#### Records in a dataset

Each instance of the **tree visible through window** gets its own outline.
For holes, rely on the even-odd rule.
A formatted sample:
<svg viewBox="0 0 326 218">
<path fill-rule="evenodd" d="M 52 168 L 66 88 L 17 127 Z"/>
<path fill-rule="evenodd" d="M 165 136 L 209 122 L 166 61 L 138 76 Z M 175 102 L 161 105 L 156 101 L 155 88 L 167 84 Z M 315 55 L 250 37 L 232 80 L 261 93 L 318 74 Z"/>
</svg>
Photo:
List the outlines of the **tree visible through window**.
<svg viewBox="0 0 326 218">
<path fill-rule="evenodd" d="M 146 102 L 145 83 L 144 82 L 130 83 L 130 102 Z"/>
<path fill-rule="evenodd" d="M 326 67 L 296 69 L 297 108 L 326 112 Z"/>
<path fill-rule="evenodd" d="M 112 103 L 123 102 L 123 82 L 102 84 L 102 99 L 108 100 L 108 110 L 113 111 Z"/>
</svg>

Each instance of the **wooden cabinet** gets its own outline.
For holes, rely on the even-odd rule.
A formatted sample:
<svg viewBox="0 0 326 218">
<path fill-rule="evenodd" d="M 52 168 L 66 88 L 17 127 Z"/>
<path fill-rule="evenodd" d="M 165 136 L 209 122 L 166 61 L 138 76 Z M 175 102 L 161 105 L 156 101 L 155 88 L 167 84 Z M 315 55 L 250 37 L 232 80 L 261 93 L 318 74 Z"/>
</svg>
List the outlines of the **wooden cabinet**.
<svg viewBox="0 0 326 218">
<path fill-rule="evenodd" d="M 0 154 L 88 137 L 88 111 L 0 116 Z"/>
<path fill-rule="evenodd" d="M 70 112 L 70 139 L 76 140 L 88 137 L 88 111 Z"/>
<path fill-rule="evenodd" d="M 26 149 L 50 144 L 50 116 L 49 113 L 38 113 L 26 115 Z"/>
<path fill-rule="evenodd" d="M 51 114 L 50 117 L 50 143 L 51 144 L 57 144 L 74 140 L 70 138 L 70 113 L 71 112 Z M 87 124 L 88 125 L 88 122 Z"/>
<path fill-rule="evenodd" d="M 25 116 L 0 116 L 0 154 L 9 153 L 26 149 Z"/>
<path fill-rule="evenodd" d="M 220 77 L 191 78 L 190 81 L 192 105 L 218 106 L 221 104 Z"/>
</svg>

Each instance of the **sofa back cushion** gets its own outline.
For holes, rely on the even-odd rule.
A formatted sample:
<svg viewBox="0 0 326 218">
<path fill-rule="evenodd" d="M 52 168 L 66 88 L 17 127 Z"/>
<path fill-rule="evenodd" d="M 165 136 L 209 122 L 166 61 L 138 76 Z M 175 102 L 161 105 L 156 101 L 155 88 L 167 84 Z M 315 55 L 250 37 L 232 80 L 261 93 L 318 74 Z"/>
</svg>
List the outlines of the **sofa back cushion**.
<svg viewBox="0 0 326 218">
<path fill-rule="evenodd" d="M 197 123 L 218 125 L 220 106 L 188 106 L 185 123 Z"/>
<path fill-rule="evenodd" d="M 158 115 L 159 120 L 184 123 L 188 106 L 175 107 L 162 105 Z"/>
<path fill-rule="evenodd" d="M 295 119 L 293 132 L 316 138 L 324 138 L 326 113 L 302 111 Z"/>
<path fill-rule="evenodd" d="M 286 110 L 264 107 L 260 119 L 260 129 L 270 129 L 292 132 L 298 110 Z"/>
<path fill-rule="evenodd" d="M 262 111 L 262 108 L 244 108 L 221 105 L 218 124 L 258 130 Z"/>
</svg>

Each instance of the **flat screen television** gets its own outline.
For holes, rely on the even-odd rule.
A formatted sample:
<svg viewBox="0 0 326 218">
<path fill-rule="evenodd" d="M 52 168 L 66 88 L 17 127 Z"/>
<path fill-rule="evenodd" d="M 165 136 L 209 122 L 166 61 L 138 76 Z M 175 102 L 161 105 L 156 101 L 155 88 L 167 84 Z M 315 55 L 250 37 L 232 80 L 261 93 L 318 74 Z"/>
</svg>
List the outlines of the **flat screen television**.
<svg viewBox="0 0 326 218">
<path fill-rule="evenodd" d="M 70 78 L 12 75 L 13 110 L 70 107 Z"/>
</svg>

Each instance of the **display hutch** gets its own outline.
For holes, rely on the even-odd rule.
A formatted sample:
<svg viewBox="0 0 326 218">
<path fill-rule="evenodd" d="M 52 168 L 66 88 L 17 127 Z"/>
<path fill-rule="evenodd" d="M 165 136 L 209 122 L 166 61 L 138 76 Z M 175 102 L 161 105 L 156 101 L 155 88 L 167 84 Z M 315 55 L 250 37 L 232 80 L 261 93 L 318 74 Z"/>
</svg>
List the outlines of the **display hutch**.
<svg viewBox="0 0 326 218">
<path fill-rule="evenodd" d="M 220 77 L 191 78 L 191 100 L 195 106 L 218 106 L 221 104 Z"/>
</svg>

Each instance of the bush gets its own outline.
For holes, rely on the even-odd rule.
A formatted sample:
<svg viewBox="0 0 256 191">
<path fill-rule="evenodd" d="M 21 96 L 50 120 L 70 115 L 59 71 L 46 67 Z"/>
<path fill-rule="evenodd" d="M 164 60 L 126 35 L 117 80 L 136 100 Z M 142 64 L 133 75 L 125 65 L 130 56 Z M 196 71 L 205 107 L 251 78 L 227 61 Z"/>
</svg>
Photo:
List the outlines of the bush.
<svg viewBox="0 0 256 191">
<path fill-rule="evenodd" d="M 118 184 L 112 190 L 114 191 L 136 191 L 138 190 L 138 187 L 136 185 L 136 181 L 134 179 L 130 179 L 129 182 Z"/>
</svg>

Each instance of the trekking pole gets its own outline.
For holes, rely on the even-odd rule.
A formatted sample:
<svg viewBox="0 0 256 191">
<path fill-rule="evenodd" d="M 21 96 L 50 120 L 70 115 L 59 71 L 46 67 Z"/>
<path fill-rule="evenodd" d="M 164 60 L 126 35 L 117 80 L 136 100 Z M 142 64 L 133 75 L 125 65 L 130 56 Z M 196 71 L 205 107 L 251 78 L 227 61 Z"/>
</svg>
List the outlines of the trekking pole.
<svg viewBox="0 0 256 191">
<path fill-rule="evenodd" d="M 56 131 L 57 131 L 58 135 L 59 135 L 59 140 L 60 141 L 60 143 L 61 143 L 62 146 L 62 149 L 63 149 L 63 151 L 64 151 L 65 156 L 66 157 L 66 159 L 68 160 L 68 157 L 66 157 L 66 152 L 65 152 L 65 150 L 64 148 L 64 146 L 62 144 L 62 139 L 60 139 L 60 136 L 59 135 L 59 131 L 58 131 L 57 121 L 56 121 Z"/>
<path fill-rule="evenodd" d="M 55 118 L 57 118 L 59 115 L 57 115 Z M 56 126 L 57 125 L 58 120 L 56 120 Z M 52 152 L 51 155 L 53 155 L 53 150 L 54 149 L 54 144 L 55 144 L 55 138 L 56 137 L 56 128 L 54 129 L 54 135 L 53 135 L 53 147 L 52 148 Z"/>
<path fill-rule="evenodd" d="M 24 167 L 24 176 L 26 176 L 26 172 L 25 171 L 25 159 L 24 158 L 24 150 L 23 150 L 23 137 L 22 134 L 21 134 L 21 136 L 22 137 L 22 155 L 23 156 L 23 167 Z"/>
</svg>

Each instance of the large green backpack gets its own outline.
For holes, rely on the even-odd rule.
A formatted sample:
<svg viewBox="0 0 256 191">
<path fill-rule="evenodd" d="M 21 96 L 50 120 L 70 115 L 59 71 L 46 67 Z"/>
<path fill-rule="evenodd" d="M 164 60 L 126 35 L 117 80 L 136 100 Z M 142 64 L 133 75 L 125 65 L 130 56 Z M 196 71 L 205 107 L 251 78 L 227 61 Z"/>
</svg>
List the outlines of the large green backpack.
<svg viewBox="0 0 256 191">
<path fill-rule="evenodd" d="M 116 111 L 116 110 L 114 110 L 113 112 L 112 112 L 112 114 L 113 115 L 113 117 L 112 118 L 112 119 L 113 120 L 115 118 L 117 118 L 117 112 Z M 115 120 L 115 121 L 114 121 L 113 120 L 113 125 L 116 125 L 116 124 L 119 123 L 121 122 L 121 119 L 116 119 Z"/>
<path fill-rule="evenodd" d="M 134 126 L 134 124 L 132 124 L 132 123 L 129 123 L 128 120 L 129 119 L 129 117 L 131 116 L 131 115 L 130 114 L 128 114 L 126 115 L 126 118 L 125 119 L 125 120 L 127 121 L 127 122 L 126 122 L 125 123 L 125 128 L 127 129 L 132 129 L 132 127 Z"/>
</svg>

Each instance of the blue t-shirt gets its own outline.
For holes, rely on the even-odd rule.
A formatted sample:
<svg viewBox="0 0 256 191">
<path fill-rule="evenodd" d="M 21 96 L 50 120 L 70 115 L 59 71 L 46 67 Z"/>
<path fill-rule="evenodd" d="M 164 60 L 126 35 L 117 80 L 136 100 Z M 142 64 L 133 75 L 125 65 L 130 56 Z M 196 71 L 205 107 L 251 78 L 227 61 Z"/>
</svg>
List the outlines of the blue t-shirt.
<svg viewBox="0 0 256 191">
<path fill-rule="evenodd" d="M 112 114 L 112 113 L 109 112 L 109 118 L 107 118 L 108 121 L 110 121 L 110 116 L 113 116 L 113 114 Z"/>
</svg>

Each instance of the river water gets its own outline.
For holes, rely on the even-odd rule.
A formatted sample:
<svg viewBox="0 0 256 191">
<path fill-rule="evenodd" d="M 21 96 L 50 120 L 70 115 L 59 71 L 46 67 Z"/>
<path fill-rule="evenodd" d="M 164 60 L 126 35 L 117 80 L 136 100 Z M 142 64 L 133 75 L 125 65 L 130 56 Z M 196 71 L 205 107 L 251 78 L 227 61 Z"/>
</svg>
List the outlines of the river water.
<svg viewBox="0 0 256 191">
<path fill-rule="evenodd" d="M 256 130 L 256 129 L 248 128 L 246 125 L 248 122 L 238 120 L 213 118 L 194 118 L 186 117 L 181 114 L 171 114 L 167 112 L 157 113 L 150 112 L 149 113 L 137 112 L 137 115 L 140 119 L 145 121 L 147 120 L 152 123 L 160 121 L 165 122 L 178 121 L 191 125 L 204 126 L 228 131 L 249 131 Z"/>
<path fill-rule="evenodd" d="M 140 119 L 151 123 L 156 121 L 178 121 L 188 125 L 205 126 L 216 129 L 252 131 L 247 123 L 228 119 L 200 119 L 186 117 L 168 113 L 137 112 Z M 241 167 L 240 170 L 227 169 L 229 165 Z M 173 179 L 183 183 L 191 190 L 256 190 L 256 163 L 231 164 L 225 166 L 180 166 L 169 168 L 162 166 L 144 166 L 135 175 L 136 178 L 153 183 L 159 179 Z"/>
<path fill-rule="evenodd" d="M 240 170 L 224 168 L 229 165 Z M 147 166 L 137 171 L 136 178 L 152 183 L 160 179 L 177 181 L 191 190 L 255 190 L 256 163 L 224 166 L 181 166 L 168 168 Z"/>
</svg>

#### JOB
In the listing, rewrite the lines beginning at the line that has "Each instance of the large" and ending with the line that has "116 111 L 116", changing "large green backpack" to "blue duffel bag" and leaving everything else untouched.

#### RESPONSE TO THE EXERCISE
Each instance of the blue duffel bag gets its own outline.
For holes, rely on the even-odd rule.
A formatted sample:
<svg viewBox="0 0 256 191">
<path fill-rule="evenodd" d="M 21 96 L 50 120 L 70 115 L 59 71 L 46 67 Z"/>
<path fill-rule="evenodd" d="M 164 60 L 126 35 L 117 80 L 136 100 Z M 142 64 L 133 75 L 125 65 L 130 56 Z M 196 71 L 205 107 L 251 78 L 227 61 Z"/>
</svg>
List the outlines of the blue duffel bag.
<svg viewBox="0 0 256 191">
<path fill-rule="evenodd" d="M 116 111 L 116 110 L 114 110 L 113 112 L 112 112 L 112 114 L 113 115 L 113 117 L 112 118 L 112 119 L 113 120 L 115 118 L 117 118 L 117 112 Z M 115 120 L 115 121 L 114 121 L 113 120 L 113 125 L 116 125 L 116 124 L 119 123 L 121 122 L 121 119 L 116 119 Z"/>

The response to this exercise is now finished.